Text below:

Statistical analyses

A total of 92 PFS events were needed to have ≥80% power to test the primary hypothesis using a one-sided log-rank test at the 0.2 significance level. All efficacy analyses were conducted using the FAS, whereas the sensitivity analyses were performed on the per protocol analysis set (PPAS; patients on treatment without major protocol deviations). Treatment group differences for the primary endpoint were tested using unstratified log-rank tests. The stratified analysis was performed as sensitivity analysis. The HR of the treatment effect was calculated using Cox proportional hazards models, and median PFS was estimated using the Kaplan–Meier method. Alternatively, treatment group differences for ORR, defined as the best objective response per RECIST v1.1 (26), were evaluated using χ² and Cochran–Mantel–Haenszel test adjusted by stratification factors. All statistical analyses were conducted using SAS version 9.2 or higher in Unix.

Data sharing statement

Lilly provides access to all individual participant data collected during the trial, after anonymization, with the exception of pharmacokinetic or genetic data. Data are available to request 6 months after the indication studied has been approved in the United States and European Union and after primary publication acceptance, whichever is later. No expiration date of data requests is currently set once data are made available. Access is provided after a proposal has been approved by an independent review committee identified for this purpose and after receipt of a signed data sharing agreement. Data and documents, including the study protocol, statistical analysis plan, clinical study report, blank or annotated case report forms, will be provided in a secure data sharing environment. For details on submitting a request, see the instructions provided at www.vivli.org.

Results

A total of 142 patients were enrolled in the study and treated between April 2015 and April 2020. Phase Ib consisted of 13 patients and phase II enrolled 129 patients.

End of Text.
Entries shown below:

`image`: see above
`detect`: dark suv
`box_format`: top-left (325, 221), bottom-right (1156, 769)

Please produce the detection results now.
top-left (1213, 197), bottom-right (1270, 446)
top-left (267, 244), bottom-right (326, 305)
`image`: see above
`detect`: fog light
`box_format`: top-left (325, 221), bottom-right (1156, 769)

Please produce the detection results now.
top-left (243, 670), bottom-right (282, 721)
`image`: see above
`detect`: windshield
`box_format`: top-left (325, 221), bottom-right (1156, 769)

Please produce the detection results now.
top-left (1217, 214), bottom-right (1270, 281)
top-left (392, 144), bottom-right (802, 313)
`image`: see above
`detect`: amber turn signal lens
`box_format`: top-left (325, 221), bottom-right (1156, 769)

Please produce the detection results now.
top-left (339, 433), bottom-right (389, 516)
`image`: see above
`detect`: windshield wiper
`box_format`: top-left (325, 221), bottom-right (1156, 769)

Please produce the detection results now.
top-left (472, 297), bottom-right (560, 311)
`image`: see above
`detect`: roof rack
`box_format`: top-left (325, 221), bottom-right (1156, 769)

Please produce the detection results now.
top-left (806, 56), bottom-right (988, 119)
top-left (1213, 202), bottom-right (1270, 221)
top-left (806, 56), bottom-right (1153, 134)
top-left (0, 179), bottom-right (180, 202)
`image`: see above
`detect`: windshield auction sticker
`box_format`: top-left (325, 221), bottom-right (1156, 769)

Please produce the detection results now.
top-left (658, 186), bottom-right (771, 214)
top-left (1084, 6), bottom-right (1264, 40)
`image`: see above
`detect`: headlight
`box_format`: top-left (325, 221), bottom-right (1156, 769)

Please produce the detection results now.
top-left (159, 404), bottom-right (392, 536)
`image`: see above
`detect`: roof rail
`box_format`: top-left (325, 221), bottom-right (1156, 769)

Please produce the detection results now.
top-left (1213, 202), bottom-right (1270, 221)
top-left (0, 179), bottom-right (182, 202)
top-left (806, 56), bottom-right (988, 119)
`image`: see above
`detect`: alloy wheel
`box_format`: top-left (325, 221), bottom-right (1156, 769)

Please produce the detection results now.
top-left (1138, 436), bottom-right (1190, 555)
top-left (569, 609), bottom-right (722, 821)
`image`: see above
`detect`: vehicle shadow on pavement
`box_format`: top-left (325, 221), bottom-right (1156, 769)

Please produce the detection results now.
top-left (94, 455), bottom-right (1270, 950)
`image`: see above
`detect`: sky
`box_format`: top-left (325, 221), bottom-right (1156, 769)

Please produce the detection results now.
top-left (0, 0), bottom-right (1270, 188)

End of Entries shown.

- _Problems to solve_:
a – Transcribe the clinical trial text starting at "Lilly provides access" and ending at "provided at www.vivli.org.".
b – List every document that the clinical trial text says will be provided in the secure data sharing environment.
These dataset entries have no connection to the clinical trial text.

- _Answers for the tasks_:
a –
Lilly provides access to all individual participant data collected during the trial, after anonymization, with the exception of pharmacokinetic or genetic data. Data are available to request 6 months after the indication studied has been approved in the United States and European Union and after primary publication acceptance, whichever is later. No expiration date of data requests is currently set once data are made available. Access is provided after a proposal has been approved by an independent review committee identified for this purpose and after receipt of a signed data sharing agreement. Data and documents, including the study protocol, statistical analysis plan, clinical study report, blank or annotated case report forms, will be provided in a secure data sharing environment. For details on submitting a request, see the instructions provided at www.vivli.org.

b –
- study protocol
- statistical analysis plan
- clinical study report
- blank or annotated case report forms